▽

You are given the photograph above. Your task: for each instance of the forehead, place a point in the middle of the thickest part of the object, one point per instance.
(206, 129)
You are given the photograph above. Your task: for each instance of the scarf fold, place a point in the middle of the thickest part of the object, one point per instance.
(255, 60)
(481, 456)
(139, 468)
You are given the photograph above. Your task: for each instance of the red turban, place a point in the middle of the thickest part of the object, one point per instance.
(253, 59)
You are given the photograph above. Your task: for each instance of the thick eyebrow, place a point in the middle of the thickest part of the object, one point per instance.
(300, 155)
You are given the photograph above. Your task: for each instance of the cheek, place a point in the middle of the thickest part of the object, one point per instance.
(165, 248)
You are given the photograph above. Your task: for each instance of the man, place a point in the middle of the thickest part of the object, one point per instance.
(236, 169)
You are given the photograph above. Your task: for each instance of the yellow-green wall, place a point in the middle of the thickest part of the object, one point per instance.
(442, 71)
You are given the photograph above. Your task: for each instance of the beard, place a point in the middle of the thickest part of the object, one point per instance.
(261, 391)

△

> Problem to work on
Only the line containing "the cheek, place" and the lines after it, up to and including the last line of the data, should appear in the answer, exactly as written.

> Response area
You are given the photograph above. Your task: for each instance of the cheek, place a point in the middle of the thickest part of the object, one point per instance.
(165, 248)
You are given the photograph above. Your task: for each instance of the man, place a point in the middle of the thickest part of the object, one point per instance.
(236, 169)
You are given the photograph above. Your task: for each instance of the yellow-green wall, place a point in the middle of the thickest part of the object, one point per instance.
(442, 71)
You are given the photograph above. Your task: for each instance of the beard, place a point in the middle of the thickest part of the object, one point per instance.
(261, 391)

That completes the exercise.